» **Task**:
Transcribe, word for word, every record in the data below.

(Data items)
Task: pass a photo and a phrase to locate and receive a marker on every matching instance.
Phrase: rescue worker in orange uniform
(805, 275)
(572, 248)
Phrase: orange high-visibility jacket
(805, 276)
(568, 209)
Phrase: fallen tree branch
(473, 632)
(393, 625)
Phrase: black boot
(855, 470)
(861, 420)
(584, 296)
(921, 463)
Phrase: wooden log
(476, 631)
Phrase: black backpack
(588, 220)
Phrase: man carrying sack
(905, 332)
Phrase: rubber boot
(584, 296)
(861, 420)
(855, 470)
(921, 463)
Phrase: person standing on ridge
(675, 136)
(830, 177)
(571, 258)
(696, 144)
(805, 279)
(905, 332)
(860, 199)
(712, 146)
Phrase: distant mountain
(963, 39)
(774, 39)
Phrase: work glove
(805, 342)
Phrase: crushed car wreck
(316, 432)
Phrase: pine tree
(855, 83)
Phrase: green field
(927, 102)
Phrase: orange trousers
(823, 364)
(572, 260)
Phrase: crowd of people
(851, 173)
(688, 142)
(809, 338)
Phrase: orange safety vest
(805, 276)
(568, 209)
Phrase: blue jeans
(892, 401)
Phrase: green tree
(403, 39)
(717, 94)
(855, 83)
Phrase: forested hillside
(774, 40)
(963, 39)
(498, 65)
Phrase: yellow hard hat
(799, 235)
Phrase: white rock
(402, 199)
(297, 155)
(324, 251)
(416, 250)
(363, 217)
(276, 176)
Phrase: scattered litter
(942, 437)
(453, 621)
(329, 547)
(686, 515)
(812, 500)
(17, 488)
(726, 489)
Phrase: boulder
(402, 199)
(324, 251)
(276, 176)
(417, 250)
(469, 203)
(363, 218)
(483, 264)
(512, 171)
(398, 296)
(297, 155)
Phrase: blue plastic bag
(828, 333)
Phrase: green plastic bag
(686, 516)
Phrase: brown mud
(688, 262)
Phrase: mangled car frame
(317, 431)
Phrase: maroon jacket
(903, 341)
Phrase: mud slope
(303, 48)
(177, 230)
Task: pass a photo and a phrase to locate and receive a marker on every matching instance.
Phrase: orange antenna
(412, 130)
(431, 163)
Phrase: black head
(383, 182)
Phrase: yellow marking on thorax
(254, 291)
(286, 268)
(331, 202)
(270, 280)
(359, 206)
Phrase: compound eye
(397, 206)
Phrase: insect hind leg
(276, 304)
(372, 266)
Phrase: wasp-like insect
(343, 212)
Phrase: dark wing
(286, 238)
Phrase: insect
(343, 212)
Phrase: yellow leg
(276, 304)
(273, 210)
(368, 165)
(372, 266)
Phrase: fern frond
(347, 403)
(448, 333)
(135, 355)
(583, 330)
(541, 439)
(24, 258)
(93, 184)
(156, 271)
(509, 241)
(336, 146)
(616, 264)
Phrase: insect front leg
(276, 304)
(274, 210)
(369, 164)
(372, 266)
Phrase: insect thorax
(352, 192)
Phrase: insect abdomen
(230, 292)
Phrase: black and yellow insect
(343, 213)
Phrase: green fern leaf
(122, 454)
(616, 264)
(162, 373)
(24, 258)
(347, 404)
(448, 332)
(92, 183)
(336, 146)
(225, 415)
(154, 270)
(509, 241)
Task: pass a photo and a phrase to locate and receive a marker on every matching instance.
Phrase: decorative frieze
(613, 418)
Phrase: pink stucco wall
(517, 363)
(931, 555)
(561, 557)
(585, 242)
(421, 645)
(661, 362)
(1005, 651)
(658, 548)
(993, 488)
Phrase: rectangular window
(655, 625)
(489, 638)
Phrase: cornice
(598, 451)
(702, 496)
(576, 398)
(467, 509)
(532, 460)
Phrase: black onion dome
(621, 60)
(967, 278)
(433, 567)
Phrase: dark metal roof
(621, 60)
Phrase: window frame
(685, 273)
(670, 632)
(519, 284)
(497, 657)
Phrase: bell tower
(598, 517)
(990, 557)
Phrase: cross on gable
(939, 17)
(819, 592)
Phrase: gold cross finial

» **Response to the task**:
Task: pass a photo and a phrase to locate and receive a marker on every matching instance.
Phrase: rescue worker in orange uniform
(805, 275)
(572, 248)
Phrase: orange high-visibility jacket
(805, 276)
(568, 209)
Phrase: fallen tree branch
(473, 632)
(393, 625)
Phrase: black boot
(855, 470)
(861, 420)
(584, 296)
(921, 463)
Phrase: wooden log
(476, 631)
Phrase: black backpack
(588, 220)
Phrase: man carrying sack
(905, 332)
Phrase: rubber boot
(584, 296)
(861, 420)
(855, 470)
(921, 463)
Phrase: person standing on ridge
(675, 136)
(830, 177)
(571, 258)
(696, 144)
(805, 279)
(905, 332)
(860, 199)
(712, 146)
Phrase: distant mountain
(963, 39)
(774, 39)
Phrase: work glove
(805, 342)
Phrase: crushed car wreck
(316, 432)
Phrase: pine tree
(855, 83)
Phrase: green field
(927, 102)
Phrase: orange trousers
(823, 364)
(572, 260)
Phrase: crowd of people
(851, 173)
(688, 142)
(809, 338)
Phrase: orange safety vest
(805, 276)
(568, 209)
Phrase: blue jeans
(892, 401)
Phrase: green tree
(403, 39)
(717, 94)
(855, 83)
Phrase: forested hillside
(774, 40)
(963, 39)
(498, 65)
Phrase: yellow hard hat
(799, 235)
Phrase: white rock
(402, 199)
(297, 155)
(324, 251)
(416, 250)
(363, 217)
(276, 176)
Phrase: scattered litter
(942, 437)
(453, 621)
(329, 547)
(686, 515)
(812, 500)
(17, 488)
(726, 489)
Phrase: boulder
(402, 199)
(324, 251)
(276, 176)
(417, 250)
(469, 203)
(363, 218)
(483, 264)
(512, 171)
(398, 296)
(297, 155)
Phrase: blue plastic bag
(828, 333)
Phrase: green plastic bag
(686, 516)
Phrase: brown mud
(688, 262)
Phrase: mangled car frame
(317, 431)
Phrase: maroon jacket
(903, 341)
Phrase: mud slope
(303, 48)
(177, 230)
Task: pass a photo and a phrase to locate and receive a marker on every matching instance.
Phrase: orange antenna
(412, 130)
(431, 163)
Phrase: black head
(383, 182)
Phrase: yellow marking on thorax
(254, 291)
(286, 268)
(331, 202)
(270, 280)
(359, 206)
Phrase: compound eye
(397, 206)
Phrase: insect hind leg
(276, 304)
(372, 266)
Phrase: wasp-like insect
(343, 212)
Phrase: dark wing
(286, 238)
Phrase: insect
(343, 212)
Phrase: yellow leg
(276, 304)
(273, 210)
(368, 165)
(372, 266)
Phrase: fern frond
(347, 403)
(448, 333)
(135, 355)
(583, 330)
(541, 439)
(24, 258)
(93, 184)
(156, 271)
(509, 241)
(336, 146)
(616, 264)
Phrase: insect front leg
(276, 304)
(274, 210)
(369, 164)
(372, 266)
Phrase: insect thorax
(352, 192)
Phrase: insect abdomen
(230, 292)
Phrase: black and yellow insect
(343, 213)
Phrase: green fern leaf
(122, 454)
(616, 264)
(162, 373)
(24, 258)
(347, 404)
(448, 332)
(92, 183)
(336, 146)
(225, 415)
(154, 270)
(509, 241)
Task: pass a photo and a phrase to locate and receive a marker on every matching instance.
Phrase: decorative frieze
(613, 418)
Phrase: pink stucco wall
(517, 363)
(931, 555)
(561, 557)
(585, 242)
(421, 645)
(661, 362)
(1005, 651)
(658, 548)
(993, 488)
Phrase: rectangular window
(655, 625)
(489, 638)
Phrase: cornice
(598, 451)
(702, 496)
(576, 398)
(467, 509)
(532, 460)
Phrase: black onion dome
(621, 60)
(967, 278)
(433, 567)
Phrase: dark metal roof
(621, 60)
Phrase: window frame
(685, 273)
(670, 632)
(519, 284)
(497, 657)
Phrase: bell tower
(598, 517)
(990, 557)
Phrase: cross on gable
(939, 17)
(819, 592)
Phrase: gold cross finial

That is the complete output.